21. Geometric capture and escape of a microswimmer colliding with an obstacle

S.E. Spagnolie, G. Moreno-Flores, D. Bartolo and E. Lauga, Soft Matter, 11, 3396 - 3411 (2015).

Motivated by recent experiments, we consider the hydrodynamic capture of a microswimmer near a stationary spherical obstacle. Simulations of model equations show that a swimmer approaching a small spherical colloid is simply scattered. In contrast, when the colloid is larger than a critical size it acts as a passive trap: the swimmer is hydrodynamically captured along closed trajectories and endlessly orbits around the colloidal sphere. In order to gain physical insight into this hydrodynamic scattering problem, we address it analytically. We provide expressions for the critical trapping radius, the depth of the "basin of attraction," and the scattering angle, which show excellent agreement with our numerical findings. We also demonstrate and rationalize the strong impact of swimming-flow symmetries on the trapping efficiency. Finally, we give the swimmer an opportunity to escape the colloidal traps by considering the effects of Brownian, or active, diffusion. We show that in some cases the trapping time is governed by an Ornstein-Uhlenbeck process, which results in a trapping time distribution that is well-approximated as inverse-Gaussian. The predictions again compare very favorably with the numerical simulations. We envision applications of the theory to bioremediation, microorganism sorting techniques, and the study of bacterial populations in heterogeneous or porous environments.

pdf Soft Matter


20. Stability and dynamics of magnetocapillary interactions

R. Chinomona, J. Lajeunesse, W.H. Mitchell, Y. Yao and S.E. Spagnolie, Soft Matter, 11, 1828 - 1838 (2015).

Recent experiments have shown that floating paramagnetic beads, under the influence of an oscillating background magnetic field, can move along a liquid-air interface in a sustained periodic locomotion. The locomotion arises from a periodically induced dipole-dipole repulsion between the beads acting in concert with a capillary attraction. We investigate analytically and numerically the stability and dynamics of this magnetocapillary swimming, and explore other related topics including the steady and periodic equilibrium configurations of two and three beads. The swimming speed and system stability depend on a dimensionless measure of the relative repulsive and attractive forces which we term the magnetocapillary number. An oscillatory magnetic field may stabilize an otherwise unstable collinear configuration, and striking behaviors are observed in fast transitions to and from locomotory states, offering insight into the behavior and self-assembly of interface-bound micro-particles.

pdf Soft Matter




19. Swimming and pumping by helical waves in viscous and viscoelastic fluids

L. Li and S.E. Spagnolie, Phys. Fluids, 27, 021902 (2015).

We study helical bodies of arbitrary cross-sectional profile as they swim or transport fluid by the passage of helical waves. Many cases are explored: the external flow problem of swimming in a cylindrical tube or an infinite domain, the internal fluid pumping problem, and confined/unconfined swimming and internal pumping in a viscoelastic (Oldroyd-B) fluid. A helical coordinate system allows for the analytical calculation of swimming and pumping speeds and fluid velocities in the asymptotic regime of nearly-cylindrical bodies. In a Newtonian flow, a matched asymptotic analysis results in corrections to the swimming speed accurate to fourth-order in the small wave amplitude, and the results compare favorably with full numerical simulations. We find that the torque-balancing rigid body rotation generally opposes the direction of wave passage, but not always. Confinement can result in local maxima and minima of the swimming speed in the helical pitch, and the effects of confinement decrease exponentially fast with the diameter of the tube. In a viscoelastic fluid, we find that the effects of fluid elasticity on swimming and internal pumping modify the Newtonian results through the mode-dependent complex viscosity, even in a confined domain.

◇ ◇ ◇ ◇

◆ **Work instruction 1**:
Answer these questions from the publication list:
(a) According to the entry on microswimmer capture, what size condition makes a colloid act as a passive trap?
(b) What name is given to the dimensionless measure of relative repulsive and attractive forces in the entry on magnetocapillary interactions?
(c) According to the entry on helical waves, how do the effects of confinement vary with the diameter of the tube?
◆ **Work instruction 2**: Reproduce everything in the publication list from "20. Stability and" down to "- 1838 (2015).".

◆ **Given data**:

◇ ◇ ◇ ◇

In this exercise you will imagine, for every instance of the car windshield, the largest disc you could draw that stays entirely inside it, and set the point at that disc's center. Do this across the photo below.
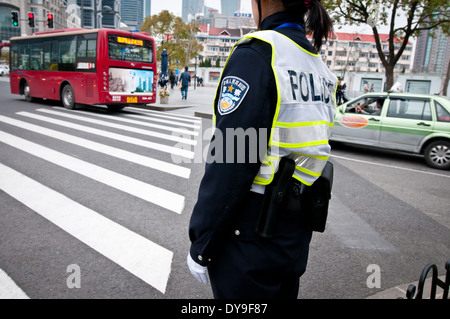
(365, 105)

◇ ◇ ◇ ◇

◆ **Answer space 1**:
(a) The colloid must be larger than a critical size.
(b) The magnetocapillary number.
(c) They decrease exponentially fast with the diameter of the tube.

◆ **Answer space 2**:
20. Stability and dynamics of magnetocapillary interactions

R. Chinomona, J. Lajeunesse, W.H. Mitchell, Y. Yao and S.E. Spagnolie, Soft Matter, 11, 1828 - 1838 (2015).